- _Text shown_
==========
For some Aloha workers, loss of insurance is disaster

Lisa Papapa was diagnosed with multiple sclerosis in August, lost her job as an Aloha Airlines flight attendant last month and today will look for a new career – mostly for the medical benefits to cover the $1,049 monthly cost of her MS medication.

Lisa Papapa was diagnosed with multiple sclerosis in August, lost her job as an Aloha Airlines flight attendant last month and today will look for a new career – mostly for the medical benefits to cover the $1,049 monthly cost of her MS medication.

“I’ve never felt so not in control of my life,” said Papapa, 39, whose 19-year dream job as an Aloha flight attendant died on March 31 when the company ended its passenger operations.

Like most of the 1,900 other former Aloha employees, Papapa has begun starting over even as she grieves the loss of the job she loved and the co-workers she came to know as family.

For former Aloha employees like Papapa who are dealing with serious medical issues, the search for a new job carries even more urgency because they rely on health coverage to pay for costly medications, doctor visits, lab tests and treatment.

Former flight attendant Rod Nakabayashi has lost 10 percent of his kidney function as a result of diabetes and needs kidney and pancreas transplants. He undergoes dialysis three times a week at the Rehabilitation Hospital for the Pacific.

Nakabayashi estimates that each session costs $1,500.

He has no idea how he’ll pay for them without Aloha’s health plan.

“Everything’s still so fresh,” said Nakabayashi, 49. “We’re working with a social worker. But we’re still trying to figure everything out.”

Meanwhile, as they worry about their health, Nakabayashi and Papapa also face the same money and housing issues as their former colleagues.

Nakabayashi and his wife, Mercy, for instance, will rent out their three-bedroom, 2 1/2-bath home in ‘Ewa Beach because they can’t afford the $1,980 monthly mortgage payment without Rod’s Aloha paycheck.

They’ll move in with Mercy’s family into a two-story, six-bedroom, four-bath house in Salt Lake already crowded with eight people.

“There’s my brother, my brother’s wife, his three kids, my sister-in-law’s mother and father,” Mercy said. “And my mom lives in that house, too. Then you’re going to add Rod and me and my dog. We like our privacy. But we have no choice.”

Relief may come today for some Aloha employees at a job fair organized for them by the city and First Hawaiian Bank at the Blaisdell Center Exhibition Hall.

Papapa will be there, as will her friend, Gail Garcia, another former Aloha flight attendant. Garcia also needs a job that comes with medical coverage, especially for her youngest daughter, Liberty, 8, who was hospitalized as an infant with a pulmonary virus and currently suffers from asthma.

Garcia, 46, is finding it hard to muster enthusiasm about switching careers after 20 years as a flight attendant – and dreads the emotions that will come when she sees her former colleagues at the job fair.
==========
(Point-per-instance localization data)
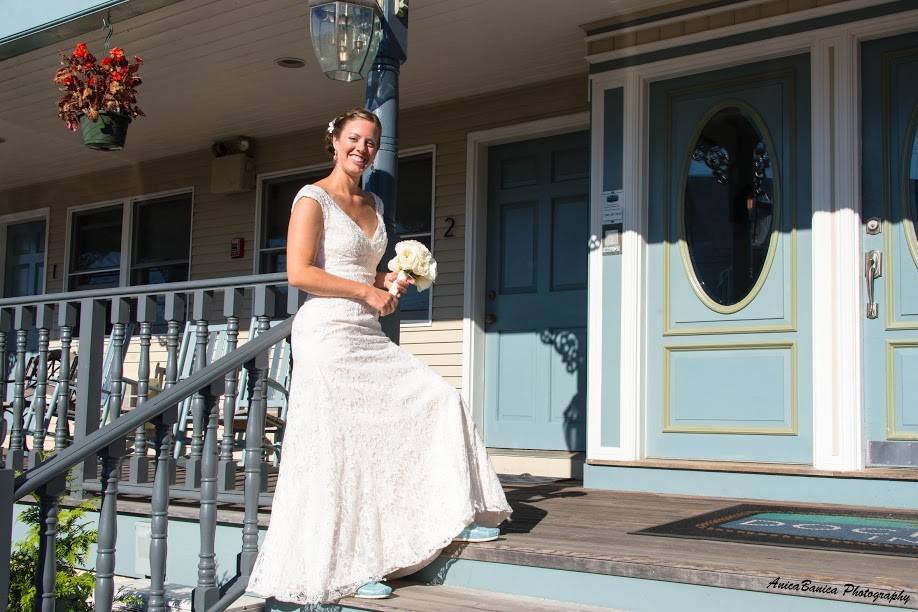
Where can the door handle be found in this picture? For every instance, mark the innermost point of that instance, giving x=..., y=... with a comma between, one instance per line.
x=873, y=269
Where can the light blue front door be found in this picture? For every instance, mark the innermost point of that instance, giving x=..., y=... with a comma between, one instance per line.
x=24, y=269
x=535, y=348
x=890, y=198
x=728, y=308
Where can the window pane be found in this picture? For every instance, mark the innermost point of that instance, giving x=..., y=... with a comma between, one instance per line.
x=99, y=280
x=414, y=305
x=96, y=240
x=275, y=261
x=162, y=231
x=275, y=209
x=160, y=274
x=415, y=182
x=729, y=206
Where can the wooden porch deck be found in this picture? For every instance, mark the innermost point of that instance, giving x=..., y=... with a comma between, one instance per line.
x=560, y=525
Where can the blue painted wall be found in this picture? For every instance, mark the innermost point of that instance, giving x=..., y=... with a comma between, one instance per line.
x=612, y=152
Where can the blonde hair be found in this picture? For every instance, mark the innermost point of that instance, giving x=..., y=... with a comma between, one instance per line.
x=337, y=124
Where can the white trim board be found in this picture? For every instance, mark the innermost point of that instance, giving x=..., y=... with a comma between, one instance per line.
x=20, y=217
x=836, y=309
x=476, y=198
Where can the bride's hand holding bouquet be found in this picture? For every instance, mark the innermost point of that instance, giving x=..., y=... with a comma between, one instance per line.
x=414, y=264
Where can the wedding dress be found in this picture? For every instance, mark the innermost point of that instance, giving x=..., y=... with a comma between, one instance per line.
x=382, y=465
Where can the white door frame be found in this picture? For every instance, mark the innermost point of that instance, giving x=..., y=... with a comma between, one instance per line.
x=20, y=217
x=836, y=225
x=476, y=241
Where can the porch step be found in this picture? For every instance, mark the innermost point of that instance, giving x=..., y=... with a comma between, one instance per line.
x=420, y=597
x=539, y=463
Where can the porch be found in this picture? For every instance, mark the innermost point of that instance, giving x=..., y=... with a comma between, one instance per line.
x=572, y=548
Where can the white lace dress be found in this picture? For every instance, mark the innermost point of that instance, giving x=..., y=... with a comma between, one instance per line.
x=382, y=465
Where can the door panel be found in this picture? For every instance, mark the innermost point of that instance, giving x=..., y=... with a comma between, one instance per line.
x=890, y=190
x=535, y=349
x=728, y=374
x=25, y=259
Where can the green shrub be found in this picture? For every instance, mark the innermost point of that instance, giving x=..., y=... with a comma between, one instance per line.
x=73, y=587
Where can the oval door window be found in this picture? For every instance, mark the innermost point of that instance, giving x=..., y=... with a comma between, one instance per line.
x=729, y=210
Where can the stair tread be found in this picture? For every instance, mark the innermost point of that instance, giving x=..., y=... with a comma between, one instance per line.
x=420, y=597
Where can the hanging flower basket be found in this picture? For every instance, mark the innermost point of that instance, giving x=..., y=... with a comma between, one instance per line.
x=106, y=133
x=99, y=98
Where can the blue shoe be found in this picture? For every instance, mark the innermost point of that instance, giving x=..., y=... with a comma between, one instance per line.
x=373, y=590
x=477, y=533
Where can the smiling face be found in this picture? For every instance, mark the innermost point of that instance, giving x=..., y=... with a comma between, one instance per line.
x=356, y=146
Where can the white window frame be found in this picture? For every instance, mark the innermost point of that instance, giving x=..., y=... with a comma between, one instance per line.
x=127, y=225
x=409, y=152
x=15, y=219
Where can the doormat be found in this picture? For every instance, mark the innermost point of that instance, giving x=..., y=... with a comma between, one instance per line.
x=860, y=531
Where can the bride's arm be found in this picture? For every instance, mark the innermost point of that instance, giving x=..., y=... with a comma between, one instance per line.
x=303, y=236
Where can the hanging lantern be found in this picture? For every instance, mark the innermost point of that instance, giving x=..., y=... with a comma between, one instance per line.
x=345, y=36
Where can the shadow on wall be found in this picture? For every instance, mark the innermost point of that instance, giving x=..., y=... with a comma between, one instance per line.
x=570, y=346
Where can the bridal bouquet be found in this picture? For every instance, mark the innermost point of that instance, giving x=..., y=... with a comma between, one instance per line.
x=413, y=259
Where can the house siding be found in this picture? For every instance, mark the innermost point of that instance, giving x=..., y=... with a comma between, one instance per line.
x=217, y=218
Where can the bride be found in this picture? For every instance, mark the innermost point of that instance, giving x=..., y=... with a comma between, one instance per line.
x=382, y=465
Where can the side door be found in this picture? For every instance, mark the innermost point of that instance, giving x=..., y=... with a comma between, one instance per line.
x=890, y=212
x=536, y=294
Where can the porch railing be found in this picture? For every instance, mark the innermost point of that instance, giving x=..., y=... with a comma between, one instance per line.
x=90, y=458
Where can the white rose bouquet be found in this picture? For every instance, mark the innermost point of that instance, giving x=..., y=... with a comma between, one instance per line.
x=413, y=259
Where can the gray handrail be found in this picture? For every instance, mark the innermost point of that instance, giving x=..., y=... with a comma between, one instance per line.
x=211, y=283
x=121, y=427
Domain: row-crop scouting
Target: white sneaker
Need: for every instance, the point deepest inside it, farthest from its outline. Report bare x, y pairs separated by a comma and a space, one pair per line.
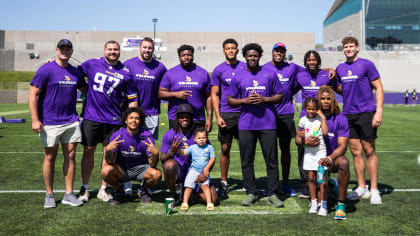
323, 211
359, 193
104, 195
313, 208
375, 197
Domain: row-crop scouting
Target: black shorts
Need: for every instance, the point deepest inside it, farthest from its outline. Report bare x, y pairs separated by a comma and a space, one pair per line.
229, 132
95, 132
198, 123
360, 126
286, 128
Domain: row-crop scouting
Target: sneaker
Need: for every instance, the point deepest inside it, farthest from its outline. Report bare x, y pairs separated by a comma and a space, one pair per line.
184, 206
288, 190
144, 195
249, 200
210, 207
70, 199
322, 211
375, 197
104, 195
313, 208
49, 201
340, 211
275, 201
359, 193
83, 194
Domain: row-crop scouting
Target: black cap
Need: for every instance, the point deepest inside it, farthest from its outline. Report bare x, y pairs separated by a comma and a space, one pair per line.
64, 43
184, 108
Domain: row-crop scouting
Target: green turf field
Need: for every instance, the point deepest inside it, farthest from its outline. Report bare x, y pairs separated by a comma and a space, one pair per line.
21, 156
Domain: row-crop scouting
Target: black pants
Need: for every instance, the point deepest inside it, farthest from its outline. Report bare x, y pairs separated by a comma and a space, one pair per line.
303, 173
247, 145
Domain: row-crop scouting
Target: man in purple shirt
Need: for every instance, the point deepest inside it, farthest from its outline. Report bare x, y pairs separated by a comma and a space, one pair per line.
187, 83
131, 155
357, 77
109, 86
256, 90
52, 104
226, 116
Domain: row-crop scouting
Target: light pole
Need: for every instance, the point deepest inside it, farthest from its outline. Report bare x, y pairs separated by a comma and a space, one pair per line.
154, 20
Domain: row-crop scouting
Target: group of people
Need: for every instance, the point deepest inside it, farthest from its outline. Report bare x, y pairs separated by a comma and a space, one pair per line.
251, 102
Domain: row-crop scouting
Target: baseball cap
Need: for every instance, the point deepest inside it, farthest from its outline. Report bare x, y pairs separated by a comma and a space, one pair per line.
64, 43
184, 108
276, 45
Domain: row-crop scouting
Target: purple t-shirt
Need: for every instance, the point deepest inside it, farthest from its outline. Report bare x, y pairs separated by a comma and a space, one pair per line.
221, 76
109, 87
132, 152
196, 80
259, 116
355, 79
188, 140
147, 77
286, 74
337, 127
310, 84
57, 100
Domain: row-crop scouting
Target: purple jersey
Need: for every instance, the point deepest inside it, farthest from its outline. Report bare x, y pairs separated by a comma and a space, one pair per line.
286, 73
256, 116
196, 80
147, 77
188, 140
337, 127
355, 79
221, 76
57, 100
132, 152
109, 87
310, 84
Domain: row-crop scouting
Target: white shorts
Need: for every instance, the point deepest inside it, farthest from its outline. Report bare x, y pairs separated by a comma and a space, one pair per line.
191, 177
311, 159
52, 135
151, 123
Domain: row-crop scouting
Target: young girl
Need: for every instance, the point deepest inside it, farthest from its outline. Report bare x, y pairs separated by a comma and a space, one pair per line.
314, 124
203, 158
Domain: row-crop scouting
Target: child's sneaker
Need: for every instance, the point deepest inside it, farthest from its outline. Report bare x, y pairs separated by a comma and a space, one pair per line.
359, 193
184, 206
210, 206
375, 197
340, 211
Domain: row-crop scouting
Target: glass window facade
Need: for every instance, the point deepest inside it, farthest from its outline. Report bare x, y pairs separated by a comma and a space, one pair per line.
392, 22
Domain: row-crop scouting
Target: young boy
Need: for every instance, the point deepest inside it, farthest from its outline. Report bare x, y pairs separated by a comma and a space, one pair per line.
203, 158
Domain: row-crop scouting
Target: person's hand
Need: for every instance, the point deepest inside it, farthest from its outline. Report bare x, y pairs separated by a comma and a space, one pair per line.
37, 126
114, 144
183, 94
312, 141
151, 147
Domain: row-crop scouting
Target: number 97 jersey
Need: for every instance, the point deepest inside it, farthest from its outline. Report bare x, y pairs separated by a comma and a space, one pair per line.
109, 87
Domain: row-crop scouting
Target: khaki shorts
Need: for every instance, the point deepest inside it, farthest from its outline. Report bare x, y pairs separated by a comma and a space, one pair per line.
52, 135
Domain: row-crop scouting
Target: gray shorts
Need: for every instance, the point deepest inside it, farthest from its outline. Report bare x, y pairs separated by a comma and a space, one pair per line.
134, 173
191, 177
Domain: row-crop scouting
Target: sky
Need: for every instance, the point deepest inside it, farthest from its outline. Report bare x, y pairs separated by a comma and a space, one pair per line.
172, 15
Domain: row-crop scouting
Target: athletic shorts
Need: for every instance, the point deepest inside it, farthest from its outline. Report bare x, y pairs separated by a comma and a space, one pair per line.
134, 173
52, 135
191, 177
151, 123
95, 132
197, 123
360, 126
226, 134
286, 126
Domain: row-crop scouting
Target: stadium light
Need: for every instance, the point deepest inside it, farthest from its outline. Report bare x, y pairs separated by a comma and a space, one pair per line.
154, 20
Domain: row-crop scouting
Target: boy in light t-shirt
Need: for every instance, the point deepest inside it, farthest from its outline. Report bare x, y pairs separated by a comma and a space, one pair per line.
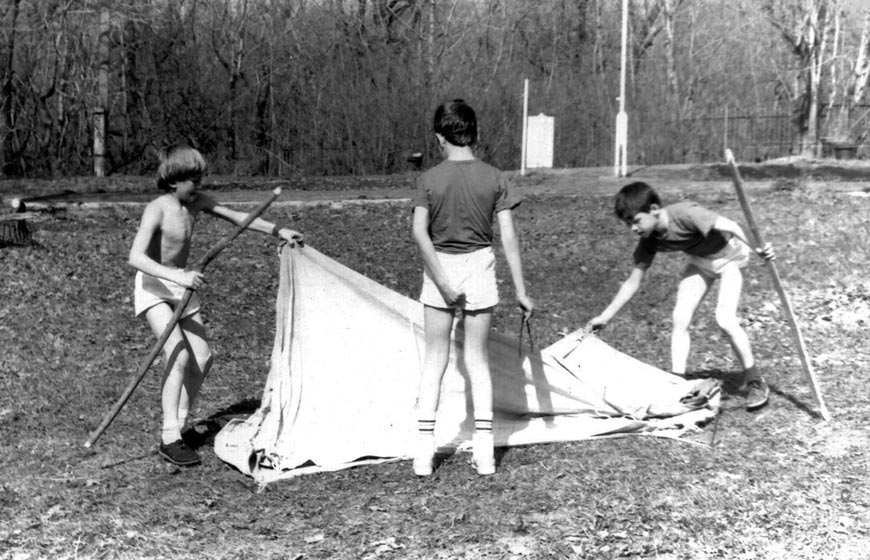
716, 247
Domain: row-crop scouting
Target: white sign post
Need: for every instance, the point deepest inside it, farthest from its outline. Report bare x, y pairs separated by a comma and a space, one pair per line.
525, 126
539, 151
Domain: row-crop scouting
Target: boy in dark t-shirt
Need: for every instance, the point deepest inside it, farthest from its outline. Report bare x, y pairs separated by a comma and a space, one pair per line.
456, 204
716, 247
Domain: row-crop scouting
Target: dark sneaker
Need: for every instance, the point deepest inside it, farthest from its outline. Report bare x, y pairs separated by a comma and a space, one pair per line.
192, 438
757, 394
178, 453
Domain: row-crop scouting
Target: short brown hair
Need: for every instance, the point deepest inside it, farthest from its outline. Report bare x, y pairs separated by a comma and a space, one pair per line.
177, 164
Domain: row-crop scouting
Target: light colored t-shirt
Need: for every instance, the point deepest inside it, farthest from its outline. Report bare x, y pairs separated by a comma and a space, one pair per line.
690, 230
462, 198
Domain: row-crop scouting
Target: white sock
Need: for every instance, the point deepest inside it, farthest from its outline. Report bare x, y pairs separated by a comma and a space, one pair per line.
171, 432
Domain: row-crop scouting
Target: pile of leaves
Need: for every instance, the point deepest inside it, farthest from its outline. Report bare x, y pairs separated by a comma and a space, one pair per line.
779, 483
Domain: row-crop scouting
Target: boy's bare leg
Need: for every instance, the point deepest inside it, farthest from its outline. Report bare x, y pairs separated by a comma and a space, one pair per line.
437, 325
692, 289
176, 355
197, 367
730, 286
757, 391
477, 328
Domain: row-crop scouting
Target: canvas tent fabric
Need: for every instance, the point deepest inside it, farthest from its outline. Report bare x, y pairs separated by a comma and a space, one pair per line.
344, 375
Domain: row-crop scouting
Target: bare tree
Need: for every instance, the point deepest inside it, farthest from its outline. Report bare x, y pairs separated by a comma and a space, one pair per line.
807, 26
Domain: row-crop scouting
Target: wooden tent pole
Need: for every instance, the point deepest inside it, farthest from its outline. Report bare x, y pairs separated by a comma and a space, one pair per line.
777, 284
176, 316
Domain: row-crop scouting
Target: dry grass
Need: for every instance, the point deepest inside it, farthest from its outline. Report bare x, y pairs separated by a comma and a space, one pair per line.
777, 484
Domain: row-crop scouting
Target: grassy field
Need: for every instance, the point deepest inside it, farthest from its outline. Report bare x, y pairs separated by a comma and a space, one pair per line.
776, 484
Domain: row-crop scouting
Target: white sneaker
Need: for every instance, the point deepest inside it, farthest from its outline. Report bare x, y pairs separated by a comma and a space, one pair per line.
483, 456
425, 456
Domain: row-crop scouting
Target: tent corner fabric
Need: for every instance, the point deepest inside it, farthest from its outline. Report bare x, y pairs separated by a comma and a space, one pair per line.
345, 366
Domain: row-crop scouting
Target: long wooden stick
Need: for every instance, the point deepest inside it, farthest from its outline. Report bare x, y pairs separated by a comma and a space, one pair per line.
777, 283
176, 316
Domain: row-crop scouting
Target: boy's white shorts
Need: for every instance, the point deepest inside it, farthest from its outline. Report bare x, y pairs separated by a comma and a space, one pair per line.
470, 273
735, 253
150, 291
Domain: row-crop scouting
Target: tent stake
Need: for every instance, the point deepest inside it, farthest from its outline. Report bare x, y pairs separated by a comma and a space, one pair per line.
777, 283
176, 316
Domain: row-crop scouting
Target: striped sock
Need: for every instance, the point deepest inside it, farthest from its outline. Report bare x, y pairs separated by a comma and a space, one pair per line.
483, 425
426, 427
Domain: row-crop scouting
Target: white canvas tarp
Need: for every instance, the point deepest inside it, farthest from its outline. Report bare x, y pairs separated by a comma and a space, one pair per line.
345, 367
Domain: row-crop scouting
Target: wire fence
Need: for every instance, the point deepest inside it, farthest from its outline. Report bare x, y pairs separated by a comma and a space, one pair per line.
753, 135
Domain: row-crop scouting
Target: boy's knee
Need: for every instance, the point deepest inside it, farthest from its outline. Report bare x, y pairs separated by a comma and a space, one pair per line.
177, 355
681, 320
727, 322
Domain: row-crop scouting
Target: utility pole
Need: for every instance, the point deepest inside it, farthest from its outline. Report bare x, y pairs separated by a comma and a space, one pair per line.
620, 156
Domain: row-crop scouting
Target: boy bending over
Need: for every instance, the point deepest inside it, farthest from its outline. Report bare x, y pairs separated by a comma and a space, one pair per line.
159, 254
716, 247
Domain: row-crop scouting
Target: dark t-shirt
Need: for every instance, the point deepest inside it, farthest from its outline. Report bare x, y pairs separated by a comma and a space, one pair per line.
462, 198
690, 230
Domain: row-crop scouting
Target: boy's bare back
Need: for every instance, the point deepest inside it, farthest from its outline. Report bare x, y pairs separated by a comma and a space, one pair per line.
171, 224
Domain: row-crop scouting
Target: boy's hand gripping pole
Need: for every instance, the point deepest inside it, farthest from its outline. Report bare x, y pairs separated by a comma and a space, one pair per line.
777, 283
176, 316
==========
- _Work instruction A_
Echo the part of the article on former Aloha workers between "Like most of" and "session costs $1,500.", inclusive.
- _Work instruction B_
In the article on former Aloha workers, how often does Rod Nakabayashi undergo dialysis?
- _Work instruction C_
Carry the article on former Aloha workers forward from its last sentence.
Nothing in the lines is needed for any of this.

- _Written response A_
Like most of the 1,900 other former Aloha employees, Papapa has begun starting over even as she grieves the loss of the job she loved and the co-workers she came to know as family.

For former Aloha employees like Papapa who are dealing with serious medical issues, the search for a new job carries even more urgency because they rely on health coverage to pay for costly medications, doctor visits, lab tests and treatment.

Former flight attendant Rod Nakabayashi has lost 10 percent of his kidney function as a result of diabetes and needs kidney and pancreas transplants. He undergoes dialysis three times a week at the Rehabilitation Hospital for the Pacific.

Nakabayashi estimates that each session costs $1,500.

- _Written response B_
Three times a week.

- _Written response C_
“It’s hard,” Garcia said. “You try to heal and then you go to (the unemployment office) and you see them again. It’s part of the process, I guess. But it’s like a funeral that never ends.”

Papapa is torn over whether to disclose her illness to the 190 organizations and businesses today that will try to lure former Aloha workers in one of the tightest job markets in the country. She wants to be forthcoming. But she doesn’t want to hurt her chances of getting hired.

“That’s my big concern,” she said.

Mike Nauyokas, a mediator and one of Hawai’i’s leading employment and labor lawyers, said Papapa and other job seekers have no reason to fear.

“They don’t have to talk to future employers about any of that,” Nauyokas said. “Their medical records and background are protected by HIPA (the Health Insurance Portability and Accountability Act of 1996.) It’s a federal statute that protects the confidentiality of medical records.”

Even part-time jobs will come with health coverage for people with serious illnesses and injuries.

“Under the Hawai’i Pre-paid Health Care Act, after they work 20 hours a week or more for four consecutive weeks the new employer is obligated to provide the new employee with health insurance at the earliest possible date after those four consecutive weeks,” Nauyokas said. “There’s no exception for pre-existing conditions.”

Former Aloha workers who don’t find new jobs can get health coverage – at a high cost – under COBRA, the Consolidated Omnibus Budget Reconciliational Act.

“It’s a federal statute that requires employers with 20 or more employees, which would include Aloha Airlines, to provide notice to employees that they’re eligible for continued coverage of their existing health insurance if a qualifying event occurs,” Nauyokas said. “The qualifying event here would be the layoff of Aloha employees and the cut-off of their health insurance.”

Although former Aloha employees can get health coverage under COBRA, they’ll have to pay the entire amount, which can be more than $1,000 for a monthly family plan – plus administrative costs of about 1 percent.

“If they can’t afford it, they can apply for Quest, the health insurance subsidized by the state for people that can’t afford health insurance,” Nauyokas said. “You don’t want to be without health insurance.”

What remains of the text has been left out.